— Tasks to carry out —
1. Answer these from the Cusco travel passage:
(a) How far from the city center is the main bus terminal, and in what direction?
(b) Which company operates the train service?
(c) What is the lowest nightly price given for a hostel or local bed and breakfast?
2. Write the next part of the Cusco travel guide, picking up after its final sentence.

+++ Source passage +++

Most travelers only find out about Cusco as a starting point for the trip to the famous Machu Picchu. It’s also a great stop to get acclimated to the elevation. However, the city has much more to offer apart from being a convenient stop on your way. Wandering the streets of Cusco you can explore the charming cobbled alleyways and attractive historic buildings. Cusco is full of museums, galleries and other interesting places to visit. There is a reason the city itself is a UNESCO World Heritage Site.
How to Reach CUSCO
By bus – The main bus terminal, Terminal Terrestre, is about 1.5 miles (2.4km) SW of the city center. Buses are plentiful to and from other Peruvian and Bolivian cities but are quite long and slow, although many times offer scenic views.
By train – Cuzco is connected to Machu Picchu and Puno by rail. The train service is operated by Peru Rail.
By plane – The international airport of Alejandro Velasco Astete (CUZ) is located at the edge of the city. There are daily internal flights to and from Lima, Arequipa and smaller jungle airports in the Amazon basin.
Cusco Travel Tips
Try Cuy (guinea pig) – Taste the traditional holiday food of the region. You can buy a whole cooked cuy in many of the restaurants around Plaza de Armas. There are also many dedicated ‘cuyerias’ around town where you can find much cheaper cuy. If you purchase around the Plaza de Armas be prepared to pay close to that of a decent steak.
Take a Salsa class – With a number of enthusiastic teachers and a number of styles taught in the city, this is the perfect place to learn some new dance moves.
Try alpaca steak – A taboo in other parts of the world but here, it is considered a delicacy.
Do not be reckless – Although Cusco is a relatively safe city, as in any urban area, muggings and petty thefts do occur. Be careful where you walk at night and take care of your belongings.
Do not underestimate the altitude– The altitude is no joke. Many people experience some for of altitude sickness when arriving to Cusco as it is around 11, 000 feet (3399m) high. Just be sure to drink plenty of water and use cocoa leaves in a tea or simply chewing them.
Typical Costs in cusco
Price Range for Hotels
There are many sleeping options in Cusco to suit all budgets. Most won’t need to be booked beforehand. You can find a hostel or a local bed and breakfast for as low as $5 per night, you can find a luxurious hotel for a few hundred USD per night and you can find all the options in between.
Cost of meal
There is an endless string of restaurants and bars in Cusco’s streets that offer food and drinks at reasonable prices. Price per dinner in an average restaurant can be lower than $5 per person. If you are looking for a more expensive option, there is no shortage of those also.

+++ Entries provided +++

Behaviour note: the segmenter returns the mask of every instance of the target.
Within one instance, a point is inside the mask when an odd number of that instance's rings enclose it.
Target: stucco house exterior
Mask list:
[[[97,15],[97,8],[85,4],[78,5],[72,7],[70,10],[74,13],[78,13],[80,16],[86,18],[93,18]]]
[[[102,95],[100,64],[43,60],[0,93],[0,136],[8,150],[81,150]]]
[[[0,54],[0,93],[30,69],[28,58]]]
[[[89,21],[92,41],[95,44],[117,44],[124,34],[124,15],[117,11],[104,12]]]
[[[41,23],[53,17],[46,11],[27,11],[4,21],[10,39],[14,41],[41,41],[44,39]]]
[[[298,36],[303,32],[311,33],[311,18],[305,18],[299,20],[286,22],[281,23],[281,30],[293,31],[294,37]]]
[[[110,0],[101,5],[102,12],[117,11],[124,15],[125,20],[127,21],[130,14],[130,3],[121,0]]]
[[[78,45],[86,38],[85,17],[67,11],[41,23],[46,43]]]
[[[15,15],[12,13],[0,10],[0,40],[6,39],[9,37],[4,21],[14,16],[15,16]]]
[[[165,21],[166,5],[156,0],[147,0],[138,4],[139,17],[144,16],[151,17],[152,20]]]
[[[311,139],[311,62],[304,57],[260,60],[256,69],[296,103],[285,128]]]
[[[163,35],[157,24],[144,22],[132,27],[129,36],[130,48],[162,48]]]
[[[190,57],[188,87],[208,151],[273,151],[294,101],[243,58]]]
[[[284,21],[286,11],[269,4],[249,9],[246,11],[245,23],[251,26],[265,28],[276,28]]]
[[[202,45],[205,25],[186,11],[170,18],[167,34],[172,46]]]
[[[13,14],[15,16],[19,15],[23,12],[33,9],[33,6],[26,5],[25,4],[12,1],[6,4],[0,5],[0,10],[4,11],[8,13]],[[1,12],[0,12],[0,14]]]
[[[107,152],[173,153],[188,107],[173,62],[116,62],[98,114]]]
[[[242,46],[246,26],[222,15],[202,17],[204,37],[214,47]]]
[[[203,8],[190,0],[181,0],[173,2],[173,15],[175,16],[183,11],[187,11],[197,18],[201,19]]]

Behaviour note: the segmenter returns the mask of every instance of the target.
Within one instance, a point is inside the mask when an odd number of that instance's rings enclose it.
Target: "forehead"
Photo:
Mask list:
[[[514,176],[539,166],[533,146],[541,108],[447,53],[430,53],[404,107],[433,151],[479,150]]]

+++

— Solved tasks —
1.
(a) About 1.5 miles (2.4 km) southwest of the city center.
(b) Peru Rail.
(c) $5 per night.

2.
Taxis are a relatively cheap way to move around the city as a 3 km ride will cost you around $1. The taxi from the airport to the city center costs around $3.5. Busses are an even cheaper way to move around the city, though they might get really crowded and hectic.
Where and What to Eat in cusco
Where to Eat
Cicciolina (dishes start at $12) is one of the most recommended restaurants in Cusco and is known for its selection of international dishes. Marcelo Batata is for those looking to try classic Peruvian favorites ($15-$25), while La Bodega 138 offers up brunch menu and craft beer, with meals starting at $8.
Unique Dishes to Eat
Cusco has some very unique dishes that are must tries. First off try cuy (guinea pig). It’s sounds very odd but it’s actually pretty good and as you would suspect, it takes like chicken. Another unique thing to try is alpaca meat. Alpaca steaks are delicious and tastes a big like something between lamb and beef. Chicharrón is another typical local dish which is basically fried pork.
For the Beer Enthusiast
We checked out the QosQo Beer House by the square which had an excellent beer selection with plenty of local craft beers. QosQo even had pretty good food. Cholos Craft Beers and Nuevo Mundo Draft Beer also come highly recommended.
Top Places to Visit
Visit Plaza de Armas
Plaza de Armas is considered the very hub of Cusco. Due to its location in the very center of the historical town, this is the place you should start your city tour. There are many spectacular buildings surrounding the plaza. In the very middle, you will find a statue of Tupac Amaru who was the last indigenous monarch. Two major cathedrals that are facing the Plaza de Armas are The Cathedral of Santo Domingo, which was Cusco’s first cathedral and the Iglesia de la Compañía de Jesus. Which is often referred to as the most wonderful baroque-style church in the Americas.
Explore Qurikancha (Santo Domingo)
Today also called the Convent of Santo Domingo, is known to be the most important temple in the Inca Empire, dedicated primarily to Inti, the Sun God. During Cusco’s reign as the Incan capital, this was one of the most valued and richest temples, as it was covered in gold from top to bottom. Today, there you can find a cathedral, which the Spanish colonists built on the site, after demolishing the temple and using its foundations for the cathedral.
Wander the streets
of San Blas
San Blas is one of Cusco’s most picturesque neighborhoods, located north of the Plaza de Armas. This pedestrian-only area is perfect for exploring the ancient streets, made from local stones. Today on the streets you can admire the works of local artists.
Check out the 12
You can walk up the old Incan Road to reach the palace of the Archbishop of Cuzco where the 12 angled stone is located. The stone was once a part of a stone wall of an Inca palace. The stone is an example of perfectionist Incan architecture and a great example of the Inca knowledge about the construction.
Shop at San
San Pedro Market offers everything a tourist would possibly want to buy. Whether you’re looking for alpaca wool jumpers and traditional Peruvian souvenirs, or to sample some of the local delicacies, the market is a place to go. The market is located under cover, that way you can enjoy it even on a rainy day.